> **Goal of the exercise**:
Look for "of the smaller" in the records below, then copy that line and every line after it, exactly and with nothing added.

══ Material supplied

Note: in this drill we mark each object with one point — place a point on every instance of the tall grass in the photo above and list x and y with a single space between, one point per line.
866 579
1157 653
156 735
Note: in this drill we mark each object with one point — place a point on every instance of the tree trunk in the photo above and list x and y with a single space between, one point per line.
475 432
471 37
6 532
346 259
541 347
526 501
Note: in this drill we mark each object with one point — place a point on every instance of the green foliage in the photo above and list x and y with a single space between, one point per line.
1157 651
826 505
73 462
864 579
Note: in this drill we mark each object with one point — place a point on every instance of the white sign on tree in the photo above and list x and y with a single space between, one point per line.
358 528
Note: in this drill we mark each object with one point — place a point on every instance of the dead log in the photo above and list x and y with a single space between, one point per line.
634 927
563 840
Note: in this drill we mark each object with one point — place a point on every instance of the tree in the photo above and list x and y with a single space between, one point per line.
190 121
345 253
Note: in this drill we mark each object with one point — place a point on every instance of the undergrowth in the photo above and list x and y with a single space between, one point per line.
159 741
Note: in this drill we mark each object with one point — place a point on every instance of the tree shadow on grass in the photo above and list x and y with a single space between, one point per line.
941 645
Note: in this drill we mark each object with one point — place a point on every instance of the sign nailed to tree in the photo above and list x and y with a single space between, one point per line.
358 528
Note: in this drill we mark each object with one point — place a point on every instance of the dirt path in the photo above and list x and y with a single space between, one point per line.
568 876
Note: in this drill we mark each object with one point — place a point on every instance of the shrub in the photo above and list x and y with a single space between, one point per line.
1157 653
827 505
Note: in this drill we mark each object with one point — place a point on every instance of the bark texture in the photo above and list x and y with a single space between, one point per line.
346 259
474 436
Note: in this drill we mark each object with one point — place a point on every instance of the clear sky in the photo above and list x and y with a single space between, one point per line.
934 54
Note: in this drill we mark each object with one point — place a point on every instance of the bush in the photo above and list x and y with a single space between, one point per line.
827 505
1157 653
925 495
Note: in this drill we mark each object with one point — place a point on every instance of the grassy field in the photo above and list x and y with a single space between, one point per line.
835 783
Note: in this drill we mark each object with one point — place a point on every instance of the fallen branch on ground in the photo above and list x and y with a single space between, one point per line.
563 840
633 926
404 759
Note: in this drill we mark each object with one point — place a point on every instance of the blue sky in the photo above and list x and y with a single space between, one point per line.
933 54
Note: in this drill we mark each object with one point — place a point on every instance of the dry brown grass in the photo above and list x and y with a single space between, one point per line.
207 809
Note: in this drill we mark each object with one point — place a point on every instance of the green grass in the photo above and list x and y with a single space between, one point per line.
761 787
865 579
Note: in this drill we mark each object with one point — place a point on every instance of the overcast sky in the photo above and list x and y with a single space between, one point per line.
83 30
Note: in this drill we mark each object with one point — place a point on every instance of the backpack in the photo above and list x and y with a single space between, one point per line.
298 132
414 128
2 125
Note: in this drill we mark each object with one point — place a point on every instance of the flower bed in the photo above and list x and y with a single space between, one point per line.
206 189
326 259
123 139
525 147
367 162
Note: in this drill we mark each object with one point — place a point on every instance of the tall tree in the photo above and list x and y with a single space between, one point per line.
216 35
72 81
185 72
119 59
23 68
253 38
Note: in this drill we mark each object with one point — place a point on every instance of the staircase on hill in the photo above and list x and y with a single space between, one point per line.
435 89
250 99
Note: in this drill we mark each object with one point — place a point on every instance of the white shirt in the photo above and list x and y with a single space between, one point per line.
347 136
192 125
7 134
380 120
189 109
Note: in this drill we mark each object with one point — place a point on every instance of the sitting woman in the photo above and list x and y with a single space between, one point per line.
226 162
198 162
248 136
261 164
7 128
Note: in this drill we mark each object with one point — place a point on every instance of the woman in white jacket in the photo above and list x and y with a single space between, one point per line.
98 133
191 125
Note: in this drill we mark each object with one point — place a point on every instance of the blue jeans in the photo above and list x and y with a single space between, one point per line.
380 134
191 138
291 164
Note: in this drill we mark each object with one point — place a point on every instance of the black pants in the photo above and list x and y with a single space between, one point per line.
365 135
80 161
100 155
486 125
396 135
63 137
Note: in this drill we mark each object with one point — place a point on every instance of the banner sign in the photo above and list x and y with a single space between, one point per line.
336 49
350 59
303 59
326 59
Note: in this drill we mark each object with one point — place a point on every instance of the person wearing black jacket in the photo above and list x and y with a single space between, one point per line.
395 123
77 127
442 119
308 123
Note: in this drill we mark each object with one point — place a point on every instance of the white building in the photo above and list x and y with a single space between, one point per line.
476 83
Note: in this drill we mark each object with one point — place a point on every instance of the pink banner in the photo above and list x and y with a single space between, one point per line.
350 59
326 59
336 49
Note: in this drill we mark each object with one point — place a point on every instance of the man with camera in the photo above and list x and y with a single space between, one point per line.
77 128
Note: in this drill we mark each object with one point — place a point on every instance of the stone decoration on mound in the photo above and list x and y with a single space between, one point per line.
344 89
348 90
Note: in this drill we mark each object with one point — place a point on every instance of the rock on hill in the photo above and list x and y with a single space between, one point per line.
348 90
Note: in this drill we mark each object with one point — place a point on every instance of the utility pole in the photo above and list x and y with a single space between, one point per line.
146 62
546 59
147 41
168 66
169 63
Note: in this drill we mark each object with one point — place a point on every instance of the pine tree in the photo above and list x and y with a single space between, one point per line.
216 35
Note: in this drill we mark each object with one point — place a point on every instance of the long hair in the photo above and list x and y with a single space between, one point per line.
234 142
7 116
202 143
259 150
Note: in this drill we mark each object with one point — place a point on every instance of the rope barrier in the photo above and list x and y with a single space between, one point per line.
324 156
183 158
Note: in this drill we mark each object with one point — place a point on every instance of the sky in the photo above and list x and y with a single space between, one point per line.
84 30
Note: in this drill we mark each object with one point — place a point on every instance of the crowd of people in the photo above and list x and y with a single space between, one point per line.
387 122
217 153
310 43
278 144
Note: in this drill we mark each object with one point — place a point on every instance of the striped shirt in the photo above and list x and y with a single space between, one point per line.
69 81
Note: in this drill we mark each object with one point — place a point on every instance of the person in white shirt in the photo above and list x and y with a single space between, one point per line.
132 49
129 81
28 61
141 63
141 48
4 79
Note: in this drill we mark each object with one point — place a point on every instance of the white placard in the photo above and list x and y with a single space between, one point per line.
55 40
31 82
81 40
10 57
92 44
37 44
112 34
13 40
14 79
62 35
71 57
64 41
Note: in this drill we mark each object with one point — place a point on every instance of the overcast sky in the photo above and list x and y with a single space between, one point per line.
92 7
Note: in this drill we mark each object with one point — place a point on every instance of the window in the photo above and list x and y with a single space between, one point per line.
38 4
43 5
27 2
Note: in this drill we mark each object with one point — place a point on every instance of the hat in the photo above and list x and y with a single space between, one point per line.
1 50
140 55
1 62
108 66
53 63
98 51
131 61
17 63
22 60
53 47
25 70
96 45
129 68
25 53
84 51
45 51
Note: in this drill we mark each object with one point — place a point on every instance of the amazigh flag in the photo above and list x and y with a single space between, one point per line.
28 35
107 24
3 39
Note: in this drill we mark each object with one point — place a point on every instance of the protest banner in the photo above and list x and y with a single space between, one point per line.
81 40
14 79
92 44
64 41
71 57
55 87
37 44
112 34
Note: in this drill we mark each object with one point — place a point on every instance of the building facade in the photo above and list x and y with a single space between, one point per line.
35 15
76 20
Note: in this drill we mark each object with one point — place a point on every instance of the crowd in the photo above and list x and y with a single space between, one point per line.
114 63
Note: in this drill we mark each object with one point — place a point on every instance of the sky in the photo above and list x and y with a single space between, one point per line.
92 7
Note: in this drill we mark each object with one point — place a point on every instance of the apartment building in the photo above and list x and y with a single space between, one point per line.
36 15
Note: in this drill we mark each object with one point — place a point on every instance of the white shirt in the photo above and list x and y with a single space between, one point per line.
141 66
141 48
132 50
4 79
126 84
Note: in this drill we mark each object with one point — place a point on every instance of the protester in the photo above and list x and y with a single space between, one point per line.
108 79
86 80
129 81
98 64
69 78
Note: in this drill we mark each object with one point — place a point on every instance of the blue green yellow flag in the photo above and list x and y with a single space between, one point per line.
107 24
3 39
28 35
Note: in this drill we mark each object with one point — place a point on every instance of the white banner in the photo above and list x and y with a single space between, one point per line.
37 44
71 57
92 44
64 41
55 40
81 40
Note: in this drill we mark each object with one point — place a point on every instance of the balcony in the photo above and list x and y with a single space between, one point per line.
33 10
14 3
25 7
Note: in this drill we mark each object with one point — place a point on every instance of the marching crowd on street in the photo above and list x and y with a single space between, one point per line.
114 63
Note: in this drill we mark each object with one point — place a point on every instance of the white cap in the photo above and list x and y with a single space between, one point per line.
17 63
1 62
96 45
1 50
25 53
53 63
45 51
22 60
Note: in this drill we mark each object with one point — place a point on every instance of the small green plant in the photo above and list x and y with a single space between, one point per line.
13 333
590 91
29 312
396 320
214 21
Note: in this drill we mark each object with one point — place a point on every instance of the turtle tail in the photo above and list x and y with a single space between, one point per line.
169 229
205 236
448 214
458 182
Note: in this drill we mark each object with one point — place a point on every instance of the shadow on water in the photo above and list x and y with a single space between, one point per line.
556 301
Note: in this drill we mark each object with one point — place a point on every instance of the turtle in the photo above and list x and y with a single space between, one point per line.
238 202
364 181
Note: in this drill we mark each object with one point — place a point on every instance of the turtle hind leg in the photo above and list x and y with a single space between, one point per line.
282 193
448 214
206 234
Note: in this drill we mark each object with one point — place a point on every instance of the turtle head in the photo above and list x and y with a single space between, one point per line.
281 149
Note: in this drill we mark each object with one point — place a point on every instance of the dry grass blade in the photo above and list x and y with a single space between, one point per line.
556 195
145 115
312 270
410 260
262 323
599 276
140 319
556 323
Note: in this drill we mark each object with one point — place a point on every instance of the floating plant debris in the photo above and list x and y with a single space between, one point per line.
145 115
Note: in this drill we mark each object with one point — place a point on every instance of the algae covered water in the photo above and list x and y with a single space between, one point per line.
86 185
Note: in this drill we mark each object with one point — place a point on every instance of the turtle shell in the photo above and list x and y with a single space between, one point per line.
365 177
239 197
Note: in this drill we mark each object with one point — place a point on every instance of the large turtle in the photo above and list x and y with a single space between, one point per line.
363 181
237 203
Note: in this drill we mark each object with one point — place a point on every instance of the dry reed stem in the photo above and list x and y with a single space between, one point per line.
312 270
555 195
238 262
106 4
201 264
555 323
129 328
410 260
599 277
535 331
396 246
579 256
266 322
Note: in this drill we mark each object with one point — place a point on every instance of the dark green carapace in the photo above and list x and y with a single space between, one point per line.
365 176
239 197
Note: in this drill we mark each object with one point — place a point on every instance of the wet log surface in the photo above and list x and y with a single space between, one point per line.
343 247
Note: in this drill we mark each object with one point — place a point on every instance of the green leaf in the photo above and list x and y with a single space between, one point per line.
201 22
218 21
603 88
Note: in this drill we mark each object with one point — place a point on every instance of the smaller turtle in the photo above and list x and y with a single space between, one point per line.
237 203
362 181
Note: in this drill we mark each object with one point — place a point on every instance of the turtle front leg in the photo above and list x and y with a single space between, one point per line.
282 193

════

> **Result for this task**:
Note: in this drill we mark each object with one point — place a point on every instance of the smaller turtle in the photo above and list x and y with a single space between, one point per line.
237 203
362 181
Note: in this drill we mark each object with one point — place a point on every instance of the turtle front leg in the photo above and list x and y with a single space between, one point per line.
282 193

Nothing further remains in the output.